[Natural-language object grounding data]
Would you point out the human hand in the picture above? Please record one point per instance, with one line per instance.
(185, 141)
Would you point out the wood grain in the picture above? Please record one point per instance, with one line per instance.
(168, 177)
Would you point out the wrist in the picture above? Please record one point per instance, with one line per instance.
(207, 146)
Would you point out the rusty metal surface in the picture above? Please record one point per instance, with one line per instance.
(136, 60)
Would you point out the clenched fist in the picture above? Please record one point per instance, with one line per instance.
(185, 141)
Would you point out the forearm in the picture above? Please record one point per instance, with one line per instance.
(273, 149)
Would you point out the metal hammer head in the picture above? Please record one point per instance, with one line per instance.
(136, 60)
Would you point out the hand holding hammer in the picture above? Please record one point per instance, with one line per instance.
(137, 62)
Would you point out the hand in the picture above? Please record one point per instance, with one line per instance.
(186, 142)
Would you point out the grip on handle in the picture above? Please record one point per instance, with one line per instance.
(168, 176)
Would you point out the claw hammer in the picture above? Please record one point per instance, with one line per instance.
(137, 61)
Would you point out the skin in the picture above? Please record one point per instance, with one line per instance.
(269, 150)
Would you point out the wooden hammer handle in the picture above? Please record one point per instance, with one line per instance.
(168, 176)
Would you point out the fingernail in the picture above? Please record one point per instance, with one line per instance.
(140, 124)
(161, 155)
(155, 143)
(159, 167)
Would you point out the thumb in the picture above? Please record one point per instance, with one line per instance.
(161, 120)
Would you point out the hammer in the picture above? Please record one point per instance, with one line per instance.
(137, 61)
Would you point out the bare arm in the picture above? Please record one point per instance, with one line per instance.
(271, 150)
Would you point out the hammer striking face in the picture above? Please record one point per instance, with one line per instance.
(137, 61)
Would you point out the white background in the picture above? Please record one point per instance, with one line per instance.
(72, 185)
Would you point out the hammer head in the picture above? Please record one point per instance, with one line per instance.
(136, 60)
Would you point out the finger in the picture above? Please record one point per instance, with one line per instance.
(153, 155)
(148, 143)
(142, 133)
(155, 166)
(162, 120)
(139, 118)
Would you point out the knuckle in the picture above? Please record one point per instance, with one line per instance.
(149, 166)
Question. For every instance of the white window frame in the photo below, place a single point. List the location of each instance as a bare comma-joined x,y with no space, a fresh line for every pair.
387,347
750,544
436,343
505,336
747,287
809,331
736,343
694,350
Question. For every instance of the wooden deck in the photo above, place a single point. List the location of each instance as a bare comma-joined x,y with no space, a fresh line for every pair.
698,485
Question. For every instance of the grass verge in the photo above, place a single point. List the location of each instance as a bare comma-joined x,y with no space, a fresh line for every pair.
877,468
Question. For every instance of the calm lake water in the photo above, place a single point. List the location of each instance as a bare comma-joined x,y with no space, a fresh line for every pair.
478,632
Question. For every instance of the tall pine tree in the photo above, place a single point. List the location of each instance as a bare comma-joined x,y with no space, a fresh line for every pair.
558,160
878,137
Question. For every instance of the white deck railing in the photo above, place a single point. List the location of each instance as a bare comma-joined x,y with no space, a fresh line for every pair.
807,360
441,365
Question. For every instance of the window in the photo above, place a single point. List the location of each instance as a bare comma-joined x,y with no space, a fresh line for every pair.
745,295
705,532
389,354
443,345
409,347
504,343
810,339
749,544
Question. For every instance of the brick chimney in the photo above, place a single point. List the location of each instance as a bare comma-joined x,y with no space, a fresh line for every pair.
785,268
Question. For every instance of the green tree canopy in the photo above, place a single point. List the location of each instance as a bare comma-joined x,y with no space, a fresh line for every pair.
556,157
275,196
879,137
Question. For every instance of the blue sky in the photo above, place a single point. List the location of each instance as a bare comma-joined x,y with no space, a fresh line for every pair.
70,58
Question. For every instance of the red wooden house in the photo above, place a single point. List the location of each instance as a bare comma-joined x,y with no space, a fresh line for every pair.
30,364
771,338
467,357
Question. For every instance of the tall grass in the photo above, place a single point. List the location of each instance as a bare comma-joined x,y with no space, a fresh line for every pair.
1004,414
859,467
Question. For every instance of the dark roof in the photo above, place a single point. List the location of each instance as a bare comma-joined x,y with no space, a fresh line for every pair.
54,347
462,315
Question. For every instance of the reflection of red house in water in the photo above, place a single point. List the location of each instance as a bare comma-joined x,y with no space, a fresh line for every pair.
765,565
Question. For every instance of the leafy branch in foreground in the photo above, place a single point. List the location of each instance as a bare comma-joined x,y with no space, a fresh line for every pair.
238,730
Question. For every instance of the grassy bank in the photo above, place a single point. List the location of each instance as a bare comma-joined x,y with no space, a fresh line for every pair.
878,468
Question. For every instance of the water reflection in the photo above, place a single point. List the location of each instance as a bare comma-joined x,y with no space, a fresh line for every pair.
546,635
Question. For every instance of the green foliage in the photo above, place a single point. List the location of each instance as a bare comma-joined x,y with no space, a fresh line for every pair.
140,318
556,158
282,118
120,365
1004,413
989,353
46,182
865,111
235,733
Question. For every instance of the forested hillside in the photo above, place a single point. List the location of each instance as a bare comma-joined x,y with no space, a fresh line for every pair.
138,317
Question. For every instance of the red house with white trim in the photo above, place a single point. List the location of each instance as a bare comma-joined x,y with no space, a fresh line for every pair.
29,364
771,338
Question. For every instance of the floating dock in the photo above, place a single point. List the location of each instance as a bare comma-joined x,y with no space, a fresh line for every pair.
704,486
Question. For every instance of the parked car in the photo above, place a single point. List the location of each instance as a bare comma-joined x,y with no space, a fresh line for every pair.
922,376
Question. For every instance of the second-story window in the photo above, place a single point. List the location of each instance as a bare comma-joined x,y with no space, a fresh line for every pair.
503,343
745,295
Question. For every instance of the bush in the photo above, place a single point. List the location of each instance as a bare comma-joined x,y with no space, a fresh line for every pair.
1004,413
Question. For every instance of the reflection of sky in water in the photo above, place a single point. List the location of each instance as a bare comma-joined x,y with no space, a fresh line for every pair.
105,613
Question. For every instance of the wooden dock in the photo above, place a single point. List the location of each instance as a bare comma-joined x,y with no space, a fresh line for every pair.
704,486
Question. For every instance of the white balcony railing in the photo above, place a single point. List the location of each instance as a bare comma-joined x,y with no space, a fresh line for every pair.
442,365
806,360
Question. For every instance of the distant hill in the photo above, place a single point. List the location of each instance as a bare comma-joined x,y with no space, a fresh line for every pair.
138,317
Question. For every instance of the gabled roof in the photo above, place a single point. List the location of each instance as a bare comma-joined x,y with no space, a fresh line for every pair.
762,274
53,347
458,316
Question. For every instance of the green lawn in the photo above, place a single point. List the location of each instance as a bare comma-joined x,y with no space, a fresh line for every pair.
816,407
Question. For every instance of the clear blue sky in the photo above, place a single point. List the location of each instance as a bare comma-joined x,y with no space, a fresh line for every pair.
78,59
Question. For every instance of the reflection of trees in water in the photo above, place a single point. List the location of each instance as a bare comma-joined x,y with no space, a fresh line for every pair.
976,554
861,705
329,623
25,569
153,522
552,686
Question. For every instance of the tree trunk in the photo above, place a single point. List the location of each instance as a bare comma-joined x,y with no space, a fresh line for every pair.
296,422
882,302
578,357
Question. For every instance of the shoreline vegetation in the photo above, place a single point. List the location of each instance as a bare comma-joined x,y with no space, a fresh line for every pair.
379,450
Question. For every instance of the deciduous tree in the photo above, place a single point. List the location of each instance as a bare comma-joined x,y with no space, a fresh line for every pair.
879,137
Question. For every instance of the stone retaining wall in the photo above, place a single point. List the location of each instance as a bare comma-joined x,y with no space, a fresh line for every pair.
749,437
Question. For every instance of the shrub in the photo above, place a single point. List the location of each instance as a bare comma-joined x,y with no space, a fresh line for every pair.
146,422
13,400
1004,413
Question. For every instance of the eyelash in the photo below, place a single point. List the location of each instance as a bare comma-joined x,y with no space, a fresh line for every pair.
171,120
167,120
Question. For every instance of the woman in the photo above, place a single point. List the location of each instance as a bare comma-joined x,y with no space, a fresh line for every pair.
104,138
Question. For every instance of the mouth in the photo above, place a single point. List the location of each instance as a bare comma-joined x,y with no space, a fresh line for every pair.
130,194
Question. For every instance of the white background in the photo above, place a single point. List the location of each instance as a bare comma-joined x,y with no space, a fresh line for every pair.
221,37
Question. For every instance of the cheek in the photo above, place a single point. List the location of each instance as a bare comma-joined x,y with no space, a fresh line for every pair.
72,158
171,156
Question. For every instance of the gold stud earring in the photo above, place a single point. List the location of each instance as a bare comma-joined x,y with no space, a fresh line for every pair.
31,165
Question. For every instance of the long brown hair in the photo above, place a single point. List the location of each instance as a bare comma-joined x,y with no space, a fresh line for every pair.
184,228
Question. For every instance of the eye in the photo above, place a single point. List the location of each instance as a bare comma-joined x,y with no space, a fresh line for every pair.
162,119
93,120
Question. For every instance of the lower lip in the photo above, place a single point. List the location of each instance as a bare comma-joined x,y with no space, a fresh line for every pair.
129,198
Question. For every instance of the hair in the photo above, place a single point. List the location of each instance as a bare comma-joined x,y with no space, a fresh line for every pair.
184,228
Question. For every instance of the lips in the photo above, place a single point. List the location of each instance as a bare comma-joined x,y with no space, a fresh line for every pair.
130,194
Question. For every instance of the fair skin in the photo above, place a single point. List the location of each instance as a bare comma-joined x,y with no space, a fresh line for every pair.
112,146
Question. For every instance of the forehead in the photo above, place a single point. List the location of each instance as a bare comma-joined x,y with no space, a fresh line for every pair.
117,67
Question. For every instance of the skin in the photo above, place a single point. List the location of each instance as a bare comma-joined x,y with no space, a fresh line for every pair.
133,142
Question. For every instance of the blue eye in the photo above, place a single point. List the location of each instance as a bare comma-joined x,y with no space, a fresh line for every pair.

**How to complete this task:**
With the line that contains "Question. For every instance of the fair" as the start, output every line through the end of the entries exactly. Add no other lines.

**Answer to this exercise:**
Question. For every instance of the fair skin in the photo above, place a single point. List the location of each instance as a bare comma-joined x,y with no space, a fresh line for every pair.
112,146
Question. For every instance of the forehead in the photo above, place a single point. List the location of each instance as a bare comma-joined x,y with no space, a fresh line for every pair.
117,67
Question. For every instance of the skin in the photo above, place a single point. List the location of each instance as a bare comma-joined x,y with no space, a fresh line for every pair.
133,142
Question. For every instance of the blue eye in the photo above, place a single point. List the location of each instance as a bare comma-joined x,y with no space, a fresh line for every pair.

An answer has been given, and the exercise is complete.